## [Stored records]
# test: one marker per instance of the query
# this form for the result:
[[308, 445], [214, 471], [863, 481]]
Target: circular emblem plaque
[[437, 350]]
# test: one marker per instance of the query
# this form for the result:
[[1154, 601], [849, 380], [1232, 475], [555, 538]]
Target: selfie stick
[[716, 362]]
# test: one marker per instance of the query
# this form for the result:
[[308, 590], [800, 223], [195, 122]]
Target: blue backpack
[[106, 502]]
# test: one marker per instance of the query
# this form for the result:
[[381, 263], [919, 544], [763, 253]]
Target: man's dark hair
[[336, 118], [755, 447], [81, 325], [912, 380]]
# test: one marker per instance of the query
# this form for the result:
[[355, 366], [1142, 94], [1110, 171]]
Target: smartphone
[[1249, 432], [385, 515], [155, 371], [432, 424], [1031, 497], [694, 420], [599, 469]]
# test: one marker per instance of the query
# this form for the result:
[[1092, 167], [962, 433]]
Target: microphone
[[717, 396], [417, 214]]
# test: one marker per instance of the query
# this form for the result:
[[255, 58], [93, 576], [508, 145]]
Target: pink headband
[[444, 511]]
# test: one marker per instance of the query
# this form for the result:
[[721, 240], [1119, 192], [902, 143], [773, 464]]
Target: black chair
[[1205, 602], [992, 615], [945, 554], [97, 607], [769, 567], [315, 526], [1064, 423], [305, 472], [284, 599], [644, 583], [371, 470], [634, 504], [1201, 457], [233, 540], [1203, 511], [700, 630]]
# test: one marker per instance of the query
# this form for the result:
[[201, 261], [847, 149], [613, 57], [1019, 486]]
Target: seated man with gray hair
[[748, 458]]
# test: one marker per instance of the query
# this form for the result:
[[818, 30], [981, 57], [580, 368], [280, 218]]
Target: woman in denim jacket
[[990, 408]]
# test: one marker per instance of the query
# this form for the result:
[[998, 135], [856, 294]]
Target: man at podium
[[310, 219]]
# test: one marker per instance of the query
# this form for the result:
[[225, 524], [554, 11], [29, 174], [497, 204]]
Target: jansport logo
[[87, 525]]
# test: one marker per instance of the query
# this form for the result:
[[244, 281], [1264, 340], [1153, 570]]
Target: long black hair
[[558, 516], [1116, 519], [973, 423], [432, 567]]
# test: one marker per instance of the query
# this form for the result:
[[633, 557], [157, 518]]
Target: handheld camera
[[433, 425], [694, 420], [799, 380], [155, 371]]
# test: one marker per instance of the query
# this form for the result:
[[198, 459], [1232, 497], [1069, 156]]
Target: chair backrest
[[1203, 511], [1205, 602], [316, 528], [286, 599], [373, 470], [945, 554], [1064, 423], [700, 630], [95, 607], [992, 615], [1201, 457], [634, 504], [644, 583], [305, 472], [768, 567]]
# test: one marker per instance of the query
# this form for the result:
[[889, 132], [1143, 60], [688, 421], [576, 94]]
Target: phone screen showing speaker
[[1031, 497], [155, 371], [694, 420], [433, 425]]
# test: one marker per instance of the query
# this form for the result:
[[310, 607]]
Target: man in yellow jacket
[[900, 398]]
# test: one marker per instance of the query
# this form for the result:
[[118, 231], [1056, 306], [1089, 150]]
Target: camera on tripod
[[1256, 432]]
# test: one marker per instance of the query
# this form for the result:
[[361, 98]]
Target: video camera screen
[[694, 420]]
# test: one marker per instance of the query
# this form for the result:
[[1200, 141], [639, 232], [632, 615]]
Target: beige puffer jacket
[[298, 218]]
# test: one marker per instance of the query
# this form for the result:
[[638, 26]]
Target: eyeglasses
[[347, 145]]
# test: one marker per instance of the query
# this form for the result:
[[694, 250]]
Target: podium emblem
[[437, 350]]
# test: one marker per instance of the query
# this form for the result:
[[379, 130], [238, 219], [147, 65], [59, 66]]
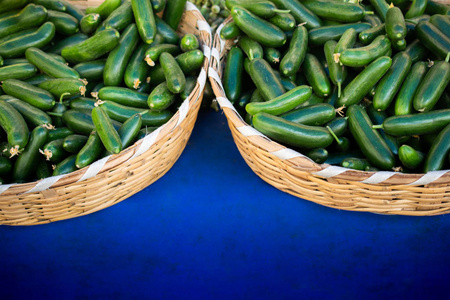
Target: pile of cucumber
[[359, 84], [79, 85]]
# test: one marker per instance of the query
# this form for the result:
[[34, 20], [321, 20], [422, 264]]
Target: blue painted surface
[[211, 229]]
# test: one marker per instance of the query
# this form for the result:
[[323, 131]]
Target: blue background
[[211, 229]]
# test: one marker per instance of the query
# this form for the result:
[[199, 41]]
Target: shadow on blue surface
[[211, 229]]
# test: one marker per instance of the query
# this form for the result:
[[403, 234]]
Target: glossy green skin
[[265, 79], [432, 86], [319, 36], [145, 20], [439, 151], [65, 23], [232, 76], [90, 152], [25, 165], [258, 29], [316, 75], [34, 95], [92, 48], [173, 11], [360, 86], [121, 113], [17, 46], [405, 96], [91, 70], [49, 65], [14, 125], [369, 140], [73, 143], [300, 13], [417, 124], [294, 57], [432, 38], [30, 16], [161, 98], [118, 58], [336, 11], [106, 131], [123, 95], [18, 71], [282, 103], [395, 24], [290, 133], [362, 56], [314, 115], [30, 113], [391, 82]]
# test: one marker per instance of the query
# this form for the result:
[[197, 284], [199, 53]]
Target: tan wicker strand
[[396, 193], [121, 175]]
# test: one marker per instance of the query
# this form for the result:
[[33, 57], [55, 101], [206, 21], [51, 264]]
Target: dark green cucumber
[[123, 95], [49, 65], [74, 142], [437, 157], [294, 57], [105, 8], [316, 75], [121, 113], [362, 56], [313, 115], [90, 22], [15, 127], [30, 16], [432, 86], [25, 165], [92, 48], [106, 131], [161, 98], [18, 71], [282, 103], [300, 13], [31, 114], [173, 12], [232, 76], [405, 96], [290, 133], [34, 95], [416, 124], [433, 39], [145, 20], [38, 38], [265, 79], [358, 88], [368, 139], [344, 12], [258, 29], [65, 24], [410, 157], [91, 70], [119, 57], [391, 82], [91, 151], [319, 36]]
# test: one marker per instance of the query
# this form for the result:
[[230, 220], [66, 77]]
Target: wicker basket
[[116, 177], [332, 186]]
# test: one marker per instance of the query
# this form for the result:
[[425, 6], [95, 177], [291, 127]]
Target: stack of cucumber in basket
[[78, 85], [360, 84]]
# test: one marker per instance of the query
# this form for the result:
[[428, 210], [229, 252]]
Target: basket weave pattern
[[292, 172], [116, 177]]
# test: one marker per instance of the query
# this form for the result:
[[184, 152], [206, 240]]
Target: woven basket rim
[[298, 160]]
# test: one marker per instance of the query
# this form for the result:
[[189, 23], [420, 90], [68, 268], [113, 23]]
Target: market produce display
[[79, 85], [359, 84]]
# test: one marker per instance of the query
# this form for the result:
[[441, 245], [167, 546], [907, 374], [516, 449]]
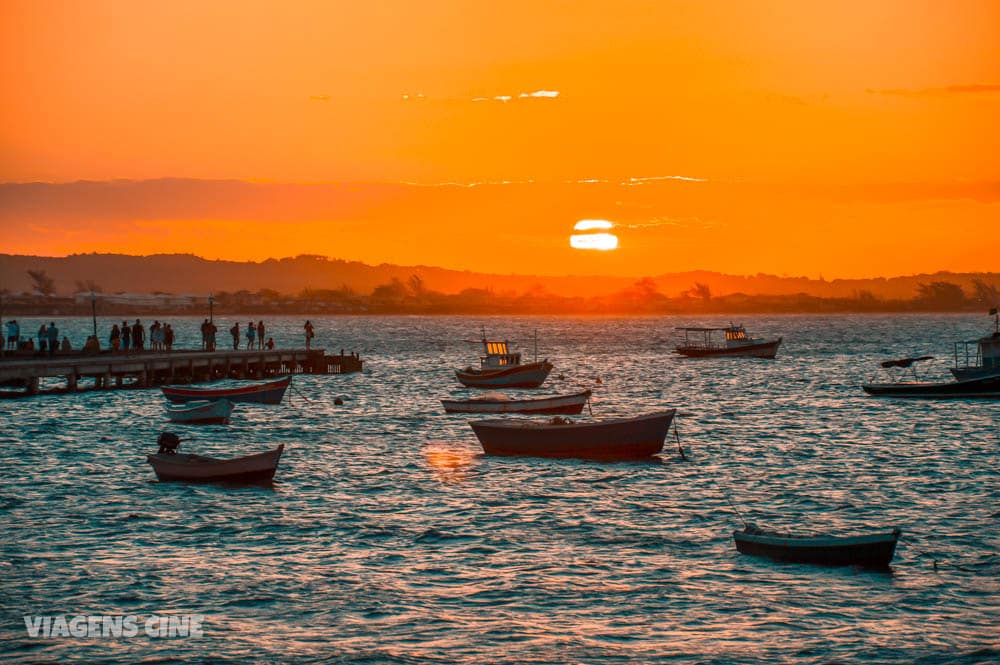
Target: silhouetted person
[[53, 334], [309, 334], [138, 336]]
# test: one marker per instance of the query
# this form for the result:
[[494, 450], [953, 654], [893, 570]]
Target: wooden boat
[[620, 438], [499, 368], [867, 550], [199, 413], [561, 404], [984, 387], [257, 468], [736, 343], [260, 393], [979, 358]]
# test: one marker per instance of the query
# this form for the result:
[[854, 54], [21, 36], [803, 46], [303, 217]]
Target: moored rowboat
[[196, 468], [260, 393], [214, 412], [620, 438], [867, 550], [558, 404]]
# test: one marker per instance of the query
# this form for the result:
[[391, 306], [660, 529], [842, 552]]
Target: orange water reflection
[[450, 462]]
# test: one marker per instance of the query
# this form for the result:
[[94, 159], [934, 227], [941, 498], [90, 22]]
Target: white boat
[[736, 343], [495, 403], [192, 413], [979, 358], [171, 465]]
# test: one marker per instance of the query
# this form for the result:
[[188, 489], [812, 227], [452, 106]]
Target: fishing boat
[[199, 413], [735, 343], [493, 403], [500, 368], [983, 387], [979, 357], [873, 550], [260, 393], [171, 465], [620, 438]]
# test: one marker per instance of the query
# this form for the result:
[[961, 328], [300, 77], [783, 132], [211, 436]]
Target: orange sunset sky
[[847, 139]]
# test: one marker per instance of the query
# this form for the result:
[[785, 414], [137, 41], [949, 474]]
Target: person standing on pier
[[13, 335], [309, 334], [138, 336], [53, 334]]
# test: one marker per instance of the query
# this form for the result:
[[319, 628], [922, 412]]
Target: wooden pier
[[154, 368]]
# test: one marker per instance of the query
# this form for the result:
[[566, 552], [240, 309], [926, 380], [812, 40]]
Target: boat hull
[[215, 412], [197, 469], [529, 375], [623, 438], [869, 551], [560, 404], [271, 392], [987, 387], [768, 349]]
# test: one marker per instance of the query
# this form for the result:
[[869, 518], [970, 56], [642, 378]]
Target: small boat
[[499, 368], [260, 393], [873, 550], [621, 438], [984, 387], [561, 404], [736, 343], [979, 358], [171, 465], [201, 413]]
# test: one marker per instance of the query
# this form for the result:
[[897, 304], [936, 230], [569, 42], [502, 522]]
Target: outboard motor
[[168, 443]]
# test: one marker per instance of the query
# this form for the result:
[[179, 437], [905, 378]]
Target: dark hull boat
[[529, 375], [260, 393], [767, 350], [203, 413], [622, 438], [559, 404], [987, 387], [868, 551], [190, 468]]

## [Short task]
Can you gather every line from the listing above that contains the word "jacket" and copy each one out?

## [Solved exercise]
Target: woman in denim jacket
Target: man in yellow jacket
Target: beige puffer jacket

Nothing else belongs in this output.